Texto de referência.
———
II. ASPECTOS INTERNACIONAIS DO TRANSPORTE
Uma das tantas consequências da Revolução Industrial foi o aumento das relações entre os países, e com o aumento dessas relações o domínio do transporte também se viu modificado.
A sociedade começa a identificar as mesmas características ou pelo menos características similares no campo transportista, similaridades estas que se verificam por exemplo, no controle estatal que embora em alguns países ocorre com muito mais relevância que em outros sempre se apresentam como um ponto comum. Dentre estas semelhanças podemos evidenciar a existência de um contrato como forma de instrumentalização do mesmo, seja este um contrato civil ou mercantil. Assim, observa-se a influência da realidade física sobre particularidades que trazem consequências diretas no ordenamento jurídico, evidenciando a necessidade do desenvolvimento de um ordenamento jurídico internacional.
A análise dos chamados aspectos internacionais do contrato de transporte pode ser desenvolvida sob dois prismas bastantes interrelacionados entre si, e que abordaremos ponto seguido.
O primeiro é o fenômeno da globalização, que trás como consequência aparente uma reestruturação jurídica daqueles Estados que se organizam em blocos, abordaremos a União Européia e o Mercosul em razão da semelhança existente no desenvolvimento dos mesmos.
O segundo prisma se dirige à consequência e necessidade de transposição de sistemas internacionais ao ordenamento interno e vice-versa. Assim, passamos a análise dos mesmos.
———
[Registros de rotulagem de localização]
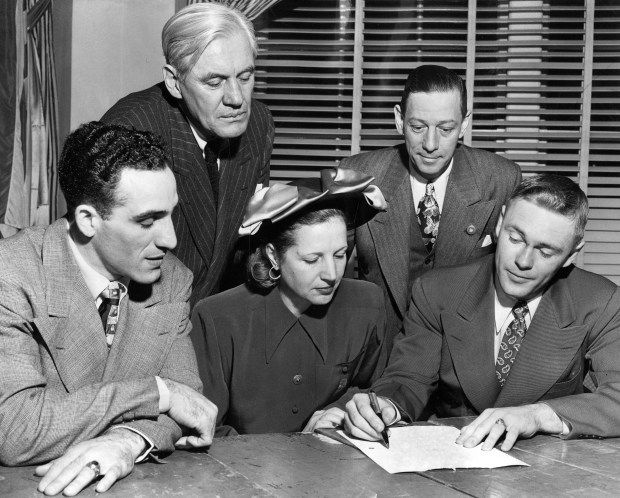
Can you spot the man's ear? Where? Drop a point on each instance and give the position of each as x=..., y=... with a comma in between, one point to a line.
x=465, y=124
x=500, y=220
x=271, y=254
x=171, y=80
x=398, y=119
x=571, y=258
x=87, y=220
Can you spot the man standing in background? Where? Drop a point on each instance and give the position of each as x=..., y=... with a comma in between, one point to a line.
x=219, y=139
x=444, y=198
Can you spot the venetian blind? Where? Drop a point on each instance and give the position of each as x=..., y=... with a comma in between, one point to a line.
x=542, y=78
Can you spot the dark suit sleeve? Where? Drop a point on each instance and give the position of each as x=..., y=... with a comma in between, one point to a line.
x=413, y=369
x=215, y=352
x=373, y=362
x=597, y=413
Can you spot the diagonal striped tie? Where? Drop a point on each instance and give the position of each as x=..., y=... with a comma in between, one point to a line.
x=511, y=342
x=428, y=217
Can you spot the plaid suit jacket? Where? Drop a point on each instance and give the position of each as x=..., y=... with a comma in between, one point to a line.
x=444, y=360
x=479, y=184
x=206, y=235
x=59, y=385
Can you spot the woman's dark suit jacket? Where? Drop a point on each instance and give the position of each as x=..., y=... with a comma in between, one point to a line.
x=268, y=371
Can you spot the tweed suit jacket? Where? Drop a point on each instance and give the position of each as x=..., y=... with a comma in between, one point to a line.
x=206, y=235
x=59, y=385
x=443, y=363
x=479, y=184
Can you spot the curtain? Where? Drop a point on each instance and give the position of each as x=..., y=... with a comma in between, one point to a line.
x=251, y=8
x=29, y=149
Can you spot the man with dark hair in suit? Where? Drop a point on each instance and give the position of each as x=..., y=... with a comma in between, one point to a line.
x=97, y=370
x=444, y=198
x=219, y=139
x=523, y=338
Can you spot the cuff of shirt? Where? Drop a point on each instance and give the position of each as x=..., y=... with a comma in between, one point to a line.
x=164, y=395
x=149, y=444
x=398, y=416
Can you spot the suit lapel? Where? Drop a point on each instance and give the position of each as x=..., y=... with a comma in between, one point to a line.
x=470, y=335
x=238, y=179
x=143, y=333
x=72, y=330
x=390, y=230
x=195, y=196
x=463, y=213
x=550, y=344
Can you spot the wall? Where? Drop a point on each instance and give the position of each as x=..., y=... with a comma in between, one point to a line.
x=115, y=50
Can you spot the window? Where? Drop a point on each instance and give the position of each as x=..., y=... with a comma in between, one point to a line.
x=542, y=78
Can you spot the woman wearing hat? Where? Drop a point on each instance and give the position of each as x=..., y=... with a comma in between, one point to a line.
x=297, y=336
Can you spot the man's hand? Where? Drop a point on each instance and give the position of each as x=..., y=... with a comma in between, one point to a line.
x=325, y=419
x=519, y=421
x=361, y=421
x=115, y=451
x=193, y=411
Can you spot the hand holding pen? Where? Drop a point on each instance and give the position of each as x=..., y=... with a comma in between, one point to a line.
x=374, y=403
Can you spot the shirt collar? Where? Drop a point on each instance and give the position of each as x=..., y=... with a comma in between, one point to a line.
x=201, y=142
x=279, y=320
x=95, y=281
x=503, y=310
x=418, y=186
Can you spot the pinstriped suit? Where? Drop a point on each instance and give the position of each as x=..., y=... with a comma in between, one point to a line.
x=206, y=236
x=446, y=354
x=58, y=383
x=479, y=184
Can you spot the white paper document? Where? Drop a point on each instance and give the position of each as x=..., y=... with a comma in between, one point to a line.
x=421, y=448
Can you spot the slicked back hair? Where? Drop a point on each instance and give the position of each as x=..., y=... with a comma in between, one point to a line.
x=558, y=194
x=430, y=78
x=93, y=158
x=187, y=34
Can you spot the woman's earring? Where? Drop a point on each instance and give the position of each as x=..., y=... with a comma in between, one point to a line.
x=277, y=276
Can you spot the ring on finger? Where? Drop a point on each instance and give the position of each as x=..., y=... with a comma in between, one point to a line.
x=94, y=466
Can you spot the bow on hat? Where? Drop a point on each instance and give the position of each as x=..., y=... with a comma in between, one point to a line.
x=281, y=200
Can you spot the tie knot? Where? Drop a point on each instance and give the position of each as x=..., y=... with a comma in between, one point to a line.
x=520, y=310
x=113, y=292
x=212, y=149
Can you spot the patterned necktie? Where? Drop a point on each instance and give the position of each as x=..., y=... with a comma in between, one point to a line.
x=211, y=154
x=511, y=342
x=428, y=216
x=109, y=308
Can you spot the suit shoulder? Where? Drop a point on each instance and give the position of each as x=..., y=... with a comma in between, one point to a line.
x=586, y=284
x=452, y=278
x=174, y=270
x=489, y=161
x=133, y=108
x=229, y=302
x=372, y=162
x=359, y=294
x=22, y=249
x=261, y=111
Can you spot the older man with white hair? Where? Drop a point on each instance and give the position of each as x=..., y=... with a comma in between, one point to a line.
x=219, y=139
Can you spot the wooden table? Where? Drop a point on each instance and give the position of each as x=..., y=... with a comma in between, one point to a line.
———
Exercícios propostos.
A: Transcreva, do texto sobre os aspectos internacionais do transporte, o trecho que começa em "O primeiro é" e segue até "desenvolvimento dos mesmos.".
B: Resuma em duas frases o texto sobre os aspectos internacionais do transporte.

Respostas finais.
A:
O primeiro é o fenômeno da globalização, que trás como consequência aparente uma reestruturação jurídica daqueles Estados que se organizam em blocos, abordaremos a União Européia e o Mercosul em razão da semelhança existente no desenvolvimento dos mesmos.

B: Com a Revolução Industrial, o aumento das relações entre os países modificou o transporte e revelou características semelhantes entre eles, como o controle estatal e o uso de um contrato civil ou mercantil, o que evidencia a necessidade de um ordenamento jurídico internacional. Os aspectos internacionais do contrato de transporte podem ser analisados sob dois prismas: a globalização, que traz uma reestruturação jurídica dos Estados organizados em blocos, como a União Europeia e o Mercosul, e a transposição de sistemas internacionais ao ordenamento interno e vice-versa.